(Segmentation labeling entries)
◇ ◇ ◇ ◇
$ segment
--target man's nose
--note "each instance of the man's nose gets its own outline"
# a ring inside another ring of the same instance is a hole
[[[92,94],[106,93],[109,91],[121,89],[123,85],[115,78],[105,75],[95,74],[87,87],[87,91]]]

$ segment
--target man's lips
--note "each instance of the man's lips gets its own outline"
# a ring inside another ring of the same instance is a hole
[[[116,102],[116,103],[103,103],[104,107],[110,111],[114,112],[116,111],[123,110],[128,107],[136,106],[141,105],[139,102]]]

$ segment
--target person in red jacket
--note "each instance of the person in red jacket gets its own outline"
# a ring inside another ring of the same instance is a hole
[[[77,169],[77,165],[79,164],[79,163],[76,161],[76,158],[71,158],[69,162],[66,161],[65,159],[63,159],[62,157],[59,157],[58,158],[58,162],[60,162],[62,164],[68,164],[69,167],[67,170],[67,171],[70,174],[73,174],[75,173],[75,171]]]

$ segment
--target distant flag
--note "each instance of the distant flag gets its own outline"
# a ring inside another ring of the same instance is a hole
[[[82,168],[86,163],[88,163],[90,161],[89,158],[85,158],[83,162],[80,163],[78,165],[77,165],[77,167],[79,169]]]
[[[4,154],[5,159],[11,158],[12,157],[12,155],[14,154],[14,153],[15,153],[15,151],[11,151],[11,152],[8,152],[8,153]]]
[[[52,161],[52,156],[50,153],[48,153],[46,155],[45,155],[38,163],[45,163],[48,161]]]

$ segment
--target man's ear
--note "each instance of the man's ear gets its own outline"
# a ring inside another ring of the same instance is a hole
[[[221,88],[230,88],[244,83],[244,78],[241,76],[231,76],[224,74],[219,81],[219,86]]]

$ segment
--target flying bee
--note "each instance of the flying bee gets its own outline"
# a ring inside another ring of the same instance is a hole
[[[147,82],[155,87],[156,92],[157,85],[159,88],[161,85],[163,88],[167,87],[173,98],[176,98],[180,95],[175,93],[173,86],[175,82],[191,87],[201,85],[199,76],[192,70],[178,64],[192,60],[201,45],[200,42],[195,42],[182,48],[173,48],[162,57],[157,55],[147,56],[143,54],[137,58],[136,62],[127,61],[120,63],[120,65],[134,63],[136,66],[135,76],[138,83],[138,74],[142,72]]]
◇ ◇ ◇ ◇
* Exercise:
Reproduce every item above line for line, without changing a single character.

* Solution:
$ segment
--target man's nose
--note "each instance of the man's nose gets its own outline"
# a ring inside another ring of the same instance is a hole
[[[92,94],[106,93],[109,91],[121,89],[123,85],[115,78],[105,75],[95,74],[87,87],[87,91]]]

$ segment
--target man's lips
--note "each instance of the man's lips gets its own outline"
# a ring inside another ring of the same instance is a hole
[[[116,102],[116,103],[103,103],[104,107],[110,111],[114,112],[116,111],[123,110],[128,107],[136,106],[141,105],[139,102]]]

$ segment
--target person in red jacket
--note "each instance of the person in red jacket gets its own outline"
# a ring inside another ring of the same instance is a hole
[[[77,169],[77,165],[79,164],[79,163],[76,161],[76,158],[71,158],[69,162],[66,161],[65,159],[63,159],[62,157],[59,157],[58,158],[58,162],[60,162],[62,164],[68,164],[69,167],[67,170],[67,171],[70,174],[73,174],[75,173],[75,171]]]

$ segment
--target distant flag
--note "each instance of the distant flag gets its own outline"
# a ring inside another ring of the same instance is a hole
[[[82,168],[86,163],[88,163],[90,161],[89,158],[85,158],[83,162],[80,163],[78,165],[77,165],[77,167],[79,169]]]
[[[4,154],[5,159],[11,158],[12,157],[12,155],[14,154],[14,153],[15,153],[15,151],[11,151],[11,152],[8,152],[8,153]]]
[[[52,161],[52,156],[50,153],[48,153],[46,155],[45,155],[38,163],[45,163],[48,161]]]

$ segment
--target man's ear
--note "each instance of the man's ear gets its own outline"
# a ring inside another ring of the same instance is a hole
[[[221,88],[230,88],[244,83],[244,78],[241,76],[231,76],[224,74],[219,81],[219,86]]]

$ segment
--target flying bee
--note "each instance of the flying bee gets its own outline"
# a ring inside another ring of the same instance is a hole
[[[147,82],[155,87],[156,92],[157,85],[159,88],[161,85],[163,88],[167,87],[173,98],[176,98],[180,95],[175,93],[173,86],[175,82],[191,87],[201,85],[199,76],[192,70],[178,64],[192,60],[201,45],[200,42],[195,42],[182,48],[173,48],[162,57],[157,55],[147,56],[143,54],[137,58],[136,62],[127,61],[120,63],[120,65],[134,63],[136,66],[135,76],[138,83],[138,74],[142,72]]]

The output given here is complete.